[Aim] Report how many lines of the entries contain the string "containers", treating uppercase and lowercase as distinct; give only the number.

━━ Input records

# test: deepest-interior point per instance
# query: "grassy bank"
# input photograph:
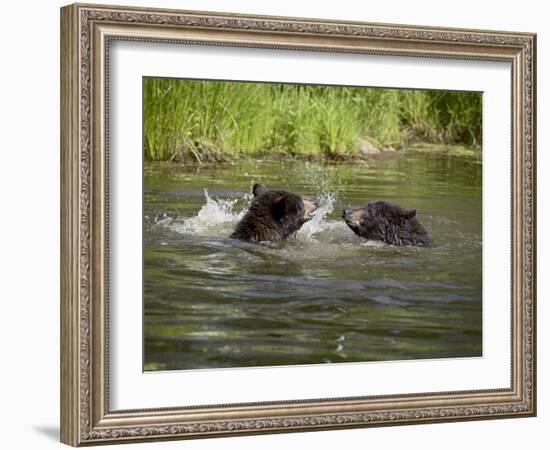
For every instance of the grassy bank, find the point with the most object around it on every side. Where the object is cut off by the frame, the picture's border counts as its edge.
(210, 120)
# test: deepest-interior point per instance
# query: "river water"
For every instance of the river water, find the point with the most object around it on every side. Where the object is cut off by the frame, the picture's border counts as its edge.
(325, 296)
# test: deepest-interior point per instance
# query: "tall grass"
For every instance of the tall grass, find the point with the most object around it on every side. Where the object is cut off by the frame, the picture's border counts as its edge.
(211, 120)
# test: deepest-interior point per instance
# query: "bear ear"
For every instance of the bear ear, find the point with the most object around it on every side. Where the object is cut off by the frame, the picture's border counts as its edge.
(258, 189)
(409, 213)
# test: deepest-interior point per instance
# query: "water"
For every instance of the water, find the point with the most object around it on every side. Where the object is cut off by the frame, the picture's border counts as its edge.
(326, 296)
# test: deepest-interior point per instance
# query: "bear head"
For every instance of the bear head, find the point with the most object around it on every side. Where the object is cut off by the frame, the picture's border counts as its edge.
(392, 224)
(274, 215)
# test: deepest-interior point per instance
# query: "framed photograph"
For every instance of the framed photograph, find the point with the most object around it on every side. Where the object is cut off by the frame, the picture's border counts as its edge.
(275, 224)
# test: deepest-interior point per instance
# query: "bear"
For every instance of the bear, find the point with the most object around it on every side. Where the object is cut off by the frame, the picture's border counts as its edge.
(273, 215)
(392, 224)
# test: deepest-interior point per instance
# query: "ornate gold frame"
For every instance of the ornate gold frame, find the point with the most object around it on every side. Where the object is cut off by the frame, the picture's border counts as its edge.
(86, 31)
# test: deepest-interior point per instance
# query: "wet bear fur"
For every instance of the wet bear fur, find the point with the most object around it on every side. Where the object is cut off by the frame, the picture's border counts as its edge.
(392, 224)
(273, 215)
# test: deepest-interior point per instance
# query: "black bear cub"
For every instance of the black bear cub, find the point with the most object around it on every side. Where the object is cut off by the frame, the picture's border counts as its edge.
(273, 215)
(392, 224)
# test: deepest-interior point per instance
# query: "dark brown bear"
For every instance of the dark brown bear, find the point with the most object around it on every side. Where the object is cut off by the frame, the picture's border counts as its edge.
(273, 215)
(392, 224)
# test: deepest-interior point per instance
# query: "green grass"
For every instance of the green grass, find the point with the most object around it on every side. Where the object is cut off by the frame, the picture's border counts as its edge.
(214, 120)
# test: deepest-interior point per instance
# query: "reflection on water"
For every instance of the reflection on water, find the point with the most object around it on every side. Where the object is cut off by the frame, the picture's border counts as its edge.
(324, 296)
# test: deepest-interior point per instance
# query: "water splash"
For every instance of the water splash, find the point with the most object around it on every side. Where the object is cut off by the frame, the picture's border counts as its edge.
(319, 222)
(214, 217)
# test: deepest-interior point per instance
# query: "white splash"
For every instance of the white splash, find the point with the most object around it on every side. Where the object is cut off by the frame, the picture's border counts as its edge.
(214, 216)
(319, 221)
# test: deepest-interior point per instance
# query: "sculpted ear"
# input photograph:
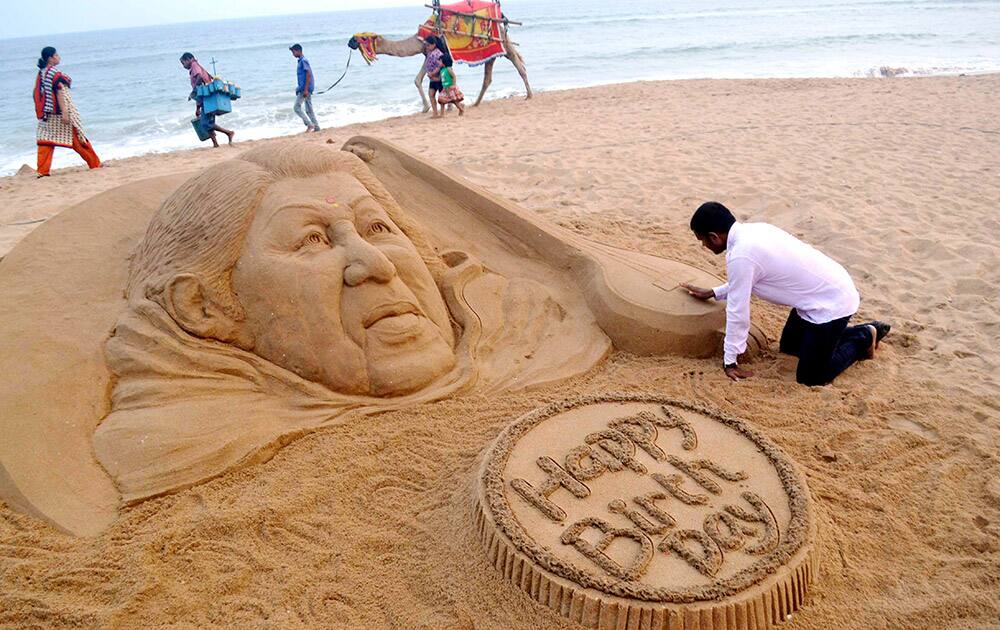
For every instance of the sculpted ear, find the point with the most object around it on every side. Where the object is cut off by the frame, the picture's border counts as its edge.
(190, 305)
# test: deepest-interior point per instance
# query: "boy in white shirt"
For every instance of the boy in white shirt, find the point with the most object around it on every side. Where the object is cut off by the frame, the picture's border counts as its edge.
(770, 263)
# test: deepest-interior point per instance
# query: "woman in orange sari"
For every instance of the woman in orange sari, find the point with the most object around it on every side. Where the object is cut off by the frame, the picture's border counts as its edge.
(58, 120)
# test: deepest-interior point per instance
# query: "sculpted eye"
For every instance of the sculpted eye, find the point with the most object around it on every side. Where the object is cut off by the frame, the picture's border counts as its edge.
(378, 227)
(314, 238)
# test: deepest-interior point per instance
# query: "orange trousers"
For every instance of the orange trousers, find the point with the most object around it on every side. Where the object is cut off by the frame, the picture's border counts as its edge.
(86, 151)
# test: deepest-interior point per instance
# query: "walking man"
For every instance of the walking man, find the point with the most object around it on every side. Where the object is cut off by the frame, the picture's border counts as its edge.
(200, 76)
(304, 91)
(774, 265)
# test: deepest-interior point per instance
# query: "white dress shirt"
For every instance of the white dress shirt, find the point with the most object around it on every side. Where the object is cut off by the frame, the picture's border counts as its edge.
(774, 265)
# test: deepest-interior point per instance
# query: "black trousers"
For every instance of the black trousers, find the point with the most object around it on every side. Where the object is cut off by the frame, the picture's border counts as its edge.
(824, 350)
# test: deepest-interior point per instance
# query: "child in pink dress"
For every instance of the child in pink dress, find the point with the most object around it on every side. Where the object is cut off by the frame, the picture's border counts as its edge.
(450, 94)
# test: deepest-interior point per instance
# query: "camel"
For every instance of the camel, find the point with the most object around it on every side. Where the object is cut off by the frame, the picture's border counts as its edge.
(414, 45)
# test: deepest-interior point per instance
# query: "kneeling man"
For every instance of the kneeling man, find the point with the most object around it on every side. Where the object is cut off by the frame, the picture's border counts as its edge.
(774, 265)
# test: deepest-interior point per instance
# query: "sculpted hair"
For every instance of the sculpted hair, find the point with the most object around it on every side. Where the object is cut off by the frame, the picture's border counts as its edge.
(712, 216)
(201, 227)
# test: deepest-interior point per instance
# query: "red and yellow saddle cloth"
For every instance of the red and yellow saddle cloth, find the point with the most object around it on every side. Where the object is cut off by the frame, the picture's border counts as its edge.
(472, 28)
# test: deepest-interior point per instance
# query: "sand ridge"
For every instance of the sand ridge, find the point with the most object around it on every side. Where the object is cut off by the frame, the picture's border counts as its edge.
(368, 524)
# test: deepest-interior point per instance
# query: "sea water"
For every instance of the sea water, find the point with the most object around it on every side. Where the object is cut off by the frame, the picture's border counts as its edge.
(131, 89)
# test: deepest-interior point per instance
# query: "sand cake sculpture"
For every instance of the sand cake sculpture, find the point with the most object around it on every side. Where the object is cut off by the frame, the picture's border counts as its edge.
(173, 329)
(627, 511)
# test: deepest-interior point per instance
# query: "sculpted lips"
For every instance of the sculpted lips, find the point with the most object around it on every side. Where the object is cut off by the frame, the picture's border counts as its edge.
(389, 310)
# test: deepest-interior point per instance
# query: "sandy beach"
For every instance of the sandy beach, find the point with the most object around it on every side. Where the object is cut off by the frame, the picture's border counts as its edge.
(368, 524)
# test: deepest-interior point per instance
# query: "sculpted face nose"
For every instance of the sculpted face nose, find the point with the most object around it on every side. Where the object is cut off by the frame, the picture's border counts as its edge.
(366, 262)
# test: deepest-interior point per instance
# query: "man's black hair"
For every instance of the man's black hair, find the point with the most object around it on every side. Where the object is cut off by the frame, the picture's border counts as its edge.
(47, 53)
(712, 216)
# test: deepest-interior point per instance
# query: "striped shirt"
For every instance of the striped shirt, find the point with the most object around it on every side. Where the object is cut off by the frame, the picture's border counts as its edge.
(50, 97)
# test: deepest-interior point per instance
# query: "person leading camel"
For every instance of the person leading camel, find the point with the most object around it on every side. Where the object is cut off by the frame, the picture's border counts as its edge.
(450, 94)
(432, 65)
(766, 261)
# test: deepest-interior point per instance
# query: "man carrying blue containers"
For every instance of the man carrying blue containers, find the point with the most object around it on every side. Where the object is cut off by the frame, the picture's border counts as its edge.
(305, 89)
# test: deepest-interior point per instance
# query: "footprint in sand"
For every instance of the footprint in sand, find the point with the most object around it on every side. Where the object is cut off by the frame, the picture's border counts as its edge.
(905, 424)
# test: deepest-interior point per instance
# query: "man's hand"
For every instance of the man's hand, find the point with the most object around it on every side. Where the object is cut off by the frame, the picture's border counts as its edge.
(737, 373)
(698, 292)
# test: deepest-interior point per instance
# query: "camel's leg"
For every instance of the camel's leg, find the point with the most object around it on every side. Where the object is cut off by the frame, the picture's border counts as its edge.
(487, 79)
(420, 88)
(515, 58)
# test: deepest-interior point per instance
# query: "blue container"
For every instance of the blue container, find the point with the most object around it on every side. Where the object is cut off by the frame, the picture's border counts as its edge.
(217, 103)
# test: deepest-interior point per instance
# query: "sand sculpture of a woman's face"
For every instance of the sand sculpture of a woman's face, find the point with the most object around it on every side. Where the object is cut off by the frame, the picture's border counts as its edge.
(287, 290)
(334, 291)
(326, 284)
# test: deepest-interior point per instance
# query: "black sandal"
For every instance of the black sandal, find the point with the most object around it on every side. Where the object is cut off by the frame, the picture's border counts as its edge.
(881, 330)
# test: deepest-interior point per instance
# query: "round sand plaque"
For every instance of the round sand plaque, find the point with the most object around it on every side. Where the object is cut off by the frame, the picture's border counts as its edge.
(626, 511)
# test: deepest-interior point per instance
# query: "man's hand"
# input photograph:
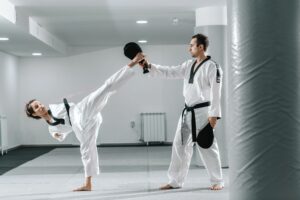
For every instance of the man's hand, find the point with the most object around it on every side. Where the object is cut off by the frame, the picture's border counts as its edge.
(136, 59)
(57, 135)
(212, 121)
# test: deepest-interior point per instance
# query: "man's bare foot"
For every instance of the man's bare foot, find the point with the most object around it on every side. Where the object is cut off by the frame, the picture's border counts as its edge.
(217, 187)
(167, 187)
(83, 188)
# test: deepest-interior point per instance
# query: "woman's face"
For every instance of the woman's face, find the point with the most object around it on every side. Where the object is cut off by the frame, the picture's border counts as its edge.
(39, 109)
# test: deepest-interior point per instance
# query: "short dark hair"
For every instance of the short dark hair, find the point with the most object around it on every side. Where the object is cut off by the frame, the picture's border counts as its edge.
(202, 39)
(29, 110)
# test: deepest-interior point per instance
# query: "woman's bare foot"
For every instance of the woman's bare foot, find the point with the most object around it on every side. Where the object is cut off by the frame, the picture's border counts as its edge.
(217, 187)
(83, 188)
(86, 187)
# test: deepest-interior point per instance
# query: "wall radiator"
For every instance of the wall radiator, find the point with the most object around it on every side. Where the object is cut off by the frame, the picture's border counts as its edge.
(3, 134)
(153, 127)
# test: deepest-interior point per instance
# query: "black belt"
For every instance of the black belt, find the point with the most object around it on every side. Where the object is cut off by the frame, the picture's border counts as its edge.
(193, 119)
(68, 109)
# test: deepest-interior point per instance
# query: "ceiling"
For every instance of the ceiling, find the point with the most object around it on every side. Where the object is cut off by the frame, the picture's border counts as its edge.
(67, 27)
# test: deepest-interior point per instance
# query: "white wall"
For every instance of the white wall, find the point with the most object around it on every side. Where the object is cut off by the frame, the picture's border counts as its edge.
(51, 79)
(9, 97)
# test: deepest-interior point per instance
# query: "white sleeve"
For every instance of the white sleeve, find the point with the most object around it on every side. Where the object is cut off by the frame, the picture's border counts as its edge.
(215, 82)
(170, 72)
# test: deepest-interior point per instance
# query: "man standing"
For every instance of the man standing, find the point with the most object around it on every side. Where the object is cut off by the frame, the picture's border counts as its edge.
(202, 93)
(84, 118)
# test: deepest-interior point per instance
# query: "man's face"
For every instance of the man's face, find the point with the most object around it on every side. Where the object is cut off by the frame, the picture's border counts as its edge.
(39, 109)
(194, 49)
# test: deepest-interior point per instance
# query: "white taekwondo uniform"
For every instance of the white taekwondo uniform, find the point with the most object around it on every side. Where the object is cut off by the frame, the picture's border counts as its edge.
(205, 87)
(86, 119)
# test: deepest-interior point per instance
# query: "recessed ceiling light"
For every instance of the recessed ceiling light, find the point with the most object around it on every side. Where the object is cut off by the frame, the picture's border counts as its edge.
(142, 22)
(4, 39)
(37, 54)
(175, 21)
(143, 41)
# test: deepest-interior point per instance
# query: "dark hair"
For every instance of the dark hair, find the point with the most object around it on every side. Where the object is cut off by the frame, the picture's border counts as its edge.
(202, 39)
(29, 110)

━━━━

[Exercise output] 2